_Tarefa breve A:_ Traduza para inglês a frase «A mãe era de ascendência escocesa.», retirada do texto sobre a juventude de Butch.
_Tarefa breve B:_ Dê seguimento ao texto sobre a juventude de Butch a partir do ponto em que termina.

Há tempos encontrei na internet, na biografia de Sundance Kid - que vai ser o amigo inseparável de Butch- uma frase do
próprio, 'qualificando-se': “Sundance Kid, profissão:
fora de lei”. Adorei o seu sentido do humor!
Bem,
mas voltando ao que conta Chatwin:
“Butch
(…) aos 18 anos pensava que os seus inimigos naturais eram os grandes
rancheiros de gado, o caminho de ferro e os bancos, dizendo a si mesmo que o
direito se encontrava do lado errado da lei”. (idem, pg. 69)
Nascera
em Beaver, no Utah, a 13 de Abril de 1866. Chamava-se Robert LeRoy Parker e os pais tinham vindo de
Inglaterra, ainda crianças, e chegaram ao Oeste numa caravana de Mormões.
A mãe
era de ascendência escocesa. Foram sempre pobres, muito pobres, e tinham 11 filhos. Talvez
por isso Butch tenha abandonado a casa e tenha largado o trabalho em que se
esfalfava a trabalhar para os outros por uma paga de miséria. E, por isso mesmo, numa bela manhã, do ano de 1884, tenha
decidido partir!

_Dados fornecidos:_
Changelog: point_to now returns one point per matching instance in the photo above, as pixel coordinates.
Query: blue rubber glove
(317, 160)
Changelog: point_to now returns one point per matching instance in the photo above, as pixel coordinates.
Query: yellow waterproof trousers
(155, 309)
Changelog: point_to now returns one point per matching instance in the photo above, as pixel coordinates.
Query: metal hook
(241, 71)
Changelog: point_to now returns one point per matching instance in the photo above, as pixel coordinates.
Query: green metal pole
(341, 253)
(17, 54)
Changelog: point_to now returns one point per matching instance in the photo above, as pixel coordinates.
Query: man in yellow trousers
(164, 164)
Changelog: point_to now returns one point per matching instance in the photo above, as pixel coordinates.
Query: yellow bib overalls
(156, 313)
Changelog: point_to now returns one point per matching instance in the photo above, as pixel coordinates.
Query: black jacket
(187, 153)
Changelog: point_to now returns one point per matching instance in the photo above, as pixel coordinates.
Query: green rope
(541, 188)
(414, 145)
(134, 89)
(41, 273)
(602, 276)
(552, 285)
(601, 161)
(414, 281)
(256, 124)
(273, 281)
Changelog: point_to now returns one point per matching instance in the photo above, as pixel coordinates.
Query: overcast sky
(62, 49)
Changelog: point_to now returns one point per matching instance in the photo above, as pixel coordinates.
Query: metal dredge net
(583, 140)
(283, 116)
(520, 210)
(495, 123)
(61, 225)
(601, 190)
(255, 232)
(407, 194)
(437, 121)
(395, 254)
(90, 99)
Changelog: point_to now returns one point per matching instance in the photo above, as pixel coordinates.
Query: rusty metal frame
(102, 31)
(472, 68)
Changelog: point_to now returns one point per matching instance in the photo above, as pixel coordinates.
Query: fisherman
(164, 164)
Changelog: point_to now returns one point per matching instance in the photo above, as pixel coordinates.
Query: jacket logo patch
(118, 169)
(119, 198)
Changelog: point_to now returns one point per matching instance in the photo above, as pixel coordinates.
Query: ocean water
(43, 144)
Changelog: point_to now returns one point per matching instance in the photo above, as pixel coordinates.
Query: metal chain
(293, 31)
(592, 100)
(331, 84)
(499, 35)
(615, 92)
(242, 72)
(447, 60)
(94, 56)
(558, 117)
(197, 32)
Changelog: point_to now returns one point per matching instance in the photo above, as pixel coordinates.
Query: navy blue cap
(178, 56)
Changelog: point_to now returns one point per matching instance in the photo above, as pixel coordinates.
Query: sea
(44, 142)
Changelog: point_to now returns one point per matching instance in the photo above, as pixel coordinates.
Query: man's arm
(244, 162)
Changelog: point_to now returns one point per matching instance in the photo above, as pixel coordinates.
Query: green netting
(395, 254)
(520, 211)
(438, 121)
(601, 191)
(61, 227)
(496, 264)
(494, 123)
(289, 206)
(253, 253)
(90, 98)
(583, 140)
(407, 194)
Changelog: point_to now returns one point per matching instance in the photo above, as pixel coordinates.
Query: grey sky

_Resultado final A:_ His mother was of Scottish descent.

_Resultado final B:_
“Esta sua partida coincidiu com a época
dourada dos ricos ranchos (…) dos ‘cow-boys’ a viver uma vida de privações; dos
barões do gado que pagavam salários miseráveis e tiravam dividendos da ordem
dos 40% para os accionistas; (…) dos pequenos almoços com champagne no ‘Cheyenne
Club’. (in Patagónia, pg.70)"
As
privações vão-no empurrando para a frente. Assim, nessa bela manhã de Junho, anuncia
à mãe que vai trabalhar para as minas de Telluride,
despede-se dela e da irmã bébé - e lá se
foi!
“E sumiu de suas vidas, a cavalo”,
conclui Chatwin. Nessa noite, o pai conta, desolado, que ele fugira depois de ter
roubado umas cabeças de gado a um rancheiro!
É
a partir daí que se vai chamar Butch Cassidy e vai ser procurado pela polícia.
E torna-se numa lenda!
Os
tempos correm e tudo muda. E chega o Grande Inverno de 1886-1887 que mata mais
de três quartos do gado daquela zona.
“A avidez, ligada à catástrofe natural, vai
dar origem a outro tipo de ‘cow-boy’ marginal, o dos homens reduzidos à
clandestinidade e ao roubo de gado, devido ao desemprego. (…) E à fome. ”
Pelo
Oeste esses “desesperados” profissionais
criam quadrilhas de ladrões de gado, de assaltantes de bancos. Porque a verdade
é que nada têm a perder! Butch Cassidy vai ser um deles.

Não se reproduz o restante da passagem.